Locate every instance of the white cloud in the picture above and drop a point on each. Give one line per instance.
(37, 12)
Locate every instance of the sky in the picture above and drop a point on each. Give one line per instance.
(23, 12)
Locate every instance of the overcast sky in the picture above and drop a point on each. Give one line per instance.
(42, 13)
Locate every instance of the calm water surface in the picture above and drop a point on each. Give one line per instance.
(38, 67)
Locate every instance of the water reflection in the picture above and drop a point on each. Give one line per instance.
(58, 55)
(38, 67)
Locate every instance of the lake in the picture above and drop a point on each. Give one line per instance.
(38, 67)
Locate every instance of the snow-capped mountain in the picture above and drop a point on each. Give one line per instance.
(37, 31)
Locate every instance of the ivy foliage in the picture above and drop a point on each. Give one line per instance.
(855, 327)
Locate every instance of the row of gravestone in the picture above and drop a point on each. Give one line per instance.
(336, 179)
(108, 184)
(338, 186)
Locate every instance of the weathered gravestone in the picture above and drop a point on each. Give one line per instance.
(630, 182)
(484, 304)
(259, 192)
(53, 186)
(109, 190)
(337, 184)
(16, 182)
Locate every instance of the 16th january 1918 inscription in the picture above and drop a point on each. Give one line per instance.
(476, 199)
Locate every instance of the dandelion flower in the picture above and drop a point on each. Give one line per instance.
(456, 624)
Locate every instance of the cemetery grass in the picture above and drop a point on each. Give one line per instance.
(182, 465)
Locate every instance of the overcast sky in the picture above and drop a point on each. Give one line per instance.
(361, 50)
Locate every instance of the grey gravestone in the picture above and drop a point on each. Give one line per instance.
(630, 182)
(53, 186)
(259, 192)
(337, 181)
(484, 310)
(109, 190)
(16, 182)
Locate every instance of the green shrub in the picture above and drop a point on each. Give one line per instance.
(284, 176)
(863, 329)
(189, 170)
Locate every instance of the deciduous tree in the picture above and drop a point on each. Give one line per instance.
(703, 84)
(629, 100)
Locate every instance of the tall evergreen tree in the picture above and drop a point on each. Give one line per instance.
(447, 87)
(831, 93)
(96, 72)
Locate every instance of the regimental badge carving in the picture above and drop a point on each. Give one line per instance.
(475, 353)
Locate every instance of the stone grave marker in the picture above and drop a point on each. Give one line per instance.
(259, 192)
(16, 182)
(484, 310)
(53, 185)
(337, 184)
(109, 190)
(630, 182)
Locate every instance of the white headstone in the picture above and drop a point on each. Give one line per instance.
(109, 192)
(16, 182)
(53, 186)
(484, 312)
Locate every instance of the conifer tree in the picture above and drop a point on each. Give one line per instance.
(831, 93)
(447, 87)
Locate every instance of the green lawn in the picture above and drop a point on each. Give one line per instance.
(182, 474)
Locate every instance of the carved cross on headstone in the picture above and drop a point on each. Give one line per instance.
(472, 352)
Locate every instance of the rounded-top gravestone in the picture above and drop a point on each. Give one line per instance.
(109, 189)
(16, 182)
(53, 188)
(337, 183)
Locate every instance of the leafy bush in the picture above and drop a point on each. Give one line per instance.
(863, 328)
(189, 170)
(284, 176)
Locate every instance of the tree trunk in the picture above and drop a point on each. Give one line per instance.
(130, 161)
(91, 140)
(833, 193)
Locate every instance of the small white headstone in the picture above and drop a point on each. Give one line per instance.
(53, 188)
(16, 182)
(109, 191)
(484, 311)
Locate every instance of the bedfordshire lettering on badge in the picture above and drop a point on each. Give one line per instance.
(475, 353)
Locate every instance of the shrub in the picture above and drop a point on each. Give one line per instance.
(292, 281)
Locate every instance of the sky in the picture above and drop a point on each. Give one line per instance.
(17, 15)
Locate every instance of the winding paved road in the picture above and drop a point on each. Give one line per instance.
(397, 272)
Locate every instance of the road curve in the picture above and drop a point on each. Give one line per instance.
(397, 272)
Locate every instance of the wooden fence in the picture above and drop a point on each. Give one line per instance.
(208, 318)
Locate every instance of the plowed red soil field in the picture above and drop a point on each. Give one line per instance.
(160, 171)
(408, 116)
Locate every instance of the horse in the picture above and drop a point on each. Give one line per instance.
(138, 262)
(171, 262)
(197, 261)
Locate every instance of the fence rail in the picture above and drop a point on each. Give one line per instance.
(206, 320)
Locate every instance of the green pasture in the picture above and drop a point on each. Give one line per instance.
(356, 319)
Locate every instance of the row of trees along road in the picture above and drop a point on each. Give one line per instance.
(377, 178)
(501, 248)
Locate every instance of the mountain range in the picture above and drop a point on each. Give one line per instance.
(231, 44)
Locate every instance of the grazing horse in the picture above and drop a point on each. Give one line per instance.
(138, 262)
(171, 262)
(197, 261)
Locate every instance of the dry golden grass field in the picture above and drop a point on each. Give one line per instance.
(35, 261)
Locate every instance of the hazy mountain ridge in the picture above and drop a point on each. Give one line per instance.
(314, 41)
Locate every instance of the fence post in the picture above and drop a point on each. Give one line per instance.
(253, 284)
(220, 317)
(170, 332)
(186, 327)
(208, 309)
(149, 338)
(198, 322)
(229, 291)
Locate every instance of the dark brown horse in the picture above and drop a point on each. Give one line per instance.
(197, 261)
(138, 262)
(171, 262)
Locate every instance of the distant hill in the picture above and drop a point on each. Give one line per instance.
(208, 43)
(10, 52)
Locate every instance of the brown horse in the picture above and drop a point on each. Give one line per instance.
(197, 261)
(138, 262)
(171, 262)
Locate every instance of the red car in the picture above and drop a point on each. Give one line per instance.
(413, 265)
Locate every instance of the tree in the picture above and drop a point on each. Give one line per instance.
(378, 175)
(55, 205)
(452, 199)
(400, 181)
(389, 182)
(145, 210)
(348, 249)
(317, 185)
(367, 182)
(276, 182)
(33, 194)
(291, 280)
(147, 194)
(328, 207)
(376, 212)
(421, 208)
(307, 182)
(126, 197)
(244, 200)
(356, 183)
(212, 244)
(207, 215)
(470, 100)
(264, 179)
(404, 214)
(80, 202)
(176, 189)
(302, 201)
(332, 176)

____

### PROBLEM TO WORK ON
Every line from the one holding "Locate every instance of the row of trees" through the final line of the listing must be echoed exactly; leave out all other lines.

### SOLUTION BELOW
Locate every instance of the row of trees along road in the picture above and drop a point on each. Give one line per instance.
(377, 178)
(501, 248)
Locate every instance of the mountain range in the picture above and drop a point on each. Give one line per instance.
(231, 44)
Locate every instance of the grazing horse in the picture above and drop a point on each. Give one line per instance.
(138, 262)
(171, 262)
(197, 261)
Locate every instance of the dry golden grass field in the picture above and drop a point on each. Give one line per instance.
(35, 261)
Locate every instance of the hazy mountain ridge in the picture above and drop a point on each. Give one line per instance.
(314, 41)
Locate every instance of the fence post in the picture above and drop a point on each. Give one line per instance.
(253, 284)
(220, 317)
(170, 332)
(186, 327)
(208, 309)
(149, 338)
(198, 322)
(229, 291)
Locate every instance of the dark brown horse in the picture above and drop a point on each. Give one line per instance.
(197, 261)
(138, 262)
(171, 262)
Locate every instance of the distant hill in the picture above and drop a point on each. Give one line per instance.
(208, 43)
(10, 52)
Locate every instance of the brown horse in the picture above and drop a point on each. Give one line per instance.
(197, 261)
(138, 262)
(171, 262)
Locate every instance of the red car in the picture above and drop a point on each. Give one line per instance.
(413, 265)
Locate every instance of the tree in the picture above and drop a point on each. Give one line per instance.
(378, 175)
(55, 205)
(452, 199)
(400, 181)
(389, 182)
(145, 210)
(348, 249)
(317, 185)
(367, 182)
(276, 182)
(33, 194)
(291, 280)
(147, 194)
(328, 207)
(376, 212)
(421, 208)
(307, 182)
(126, 197)
(244, 200)
(356, 183)
(212, 244)
(207, 215)
(470, 100)
(264, 179)
(404, 214)
(80, 202)
(176, 189)
(302, 201)
(332, 176)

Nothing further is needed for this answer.